Exercise directions:
Can you retype the listing below word for word, leaving out the pictures?

-- begin Provided data --

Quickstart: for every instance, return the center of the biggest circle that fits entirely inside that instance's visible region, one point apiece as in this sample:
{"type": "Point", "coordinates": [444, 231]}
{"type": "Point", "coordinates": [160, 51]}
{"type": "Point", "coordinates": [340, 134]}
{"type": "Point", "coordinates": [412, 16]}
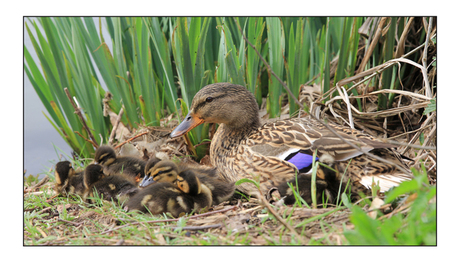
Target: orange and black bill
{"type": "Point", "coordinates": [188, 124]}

-- end Provided data --

Solution below:
Quickstart: for every instance, return the center of the biggest circle that fits entirely inside that instance's visible region, one point apiece as in this sample:
{"type": "Point", "coordinates": [444, 231]}
{"type": "Point", "coordinates": [160, 51]}
{"type": "Point", "coordinates": [340, 134]}
{"type": "Point", "coordinates": [412, 16]}
Target: orange and black bill
{"type": "Point", "coordinates": [188, 124]}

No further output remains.